David George Foster OAM (born 20 March 1957) is an Australian world champion woodchopper, and Tasmanian community figure. He has held the World Woodchopping Championship title for 21 consecutive years, and is Australia's most successful athlete and first and possibly the only athlete in any sport in the world to win over 1,000 titles.

==Athletic career==
He started woodchopping with his father, George Foster, in 1978, and between them they won the World 600 mm Double-handed Sawing Championship eleven years running. He and his brother Peter Foster continued competing and winning this event for another ten years, until 1999, making David a world champion 21 years running. They lost in 2000, but re-gained the championship in 2001, after which David's son Stephen took over as his wood chopping partner.

His other achievements in wood chopping include winning the Australian Axeman of the Year award nine times in a row, winning every major wood chopping event in Australia and New Zealand, becoming the first person in sporting history to have won 1,000 championships and being the only axeman to have ever won six out of seven championships at the Sydney Royal Easter Show.

The Australian Axeman's Hall of Fame in Latrobe, Tasmania, was operated by Foster and his wife Jan from 2004 until 2006.

==Other activities==
Foster is often joined in his charitable quests by the Launceston cricketer David Boon. Both Foster and Boon, as well as then-Premier of Tasmania Jim Bacon, also willingly allowed their famous moustaches to be shaved off for charity.

Foster has written a book called The Power Of Two. He became a supporter of same sex marriage, following his daughter coming out to him.

==Honours==
Foster has received several awards for his cultural, charitable and community activities. These include being awarded an Order of Australia Medal, a commendation from the then Governor of Tasmania Sir Phillip Bennett and an Anzac Medal for services to the community. He also received a Tasmanian of the Year award in 1995, and was appointed a director of the National Australia Day Council in 1998. In 2020, he was inducted into the Sport Australia Hall of Fame.

==Personal life==
Foster is married to Jan Foster and has four children. Following his wife's illness, he was forced to quit management of the Australian Axeman's Hall of Fame at Latrobe. In 2014, he announced plans to leave Tasmania following an offer by Camden Council (New South Wales) to set up a multimillion-dollar tourist attraction focused on his memorabilia after Tasmanian businesses and government rejected proposals for a similar attraction in Tasmania. However, he remained in Tasmania after being signed as the spokesman for OneCare, a Tasmanian aged care provider.

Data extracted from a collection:
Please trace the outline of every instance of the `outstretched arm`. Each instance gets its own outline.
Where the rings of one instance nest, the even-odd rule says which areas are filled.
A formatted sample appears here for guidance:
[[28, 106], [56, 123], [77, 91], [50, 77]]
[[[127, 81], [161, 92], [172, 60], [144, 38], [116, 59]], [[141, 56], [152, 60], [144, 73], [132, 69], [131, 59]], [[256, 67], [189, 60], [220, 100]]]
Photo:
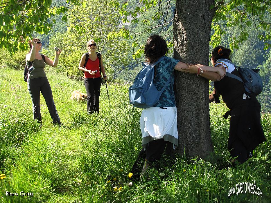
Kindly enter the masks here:
[[191, 74], [197, 74], [205, 78], [213, 81], [220, 80], [225, 76], [226, 70], [220, 67], [214, 67], [199, 64], [189, 64], [187, 68], [182, 68], [185, 70], [185, 72]]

### Exercise directions
According to the woodchopper biography above, in what year was Foster inducted into the Sport Australia Hall of Fame?

### Task result
2020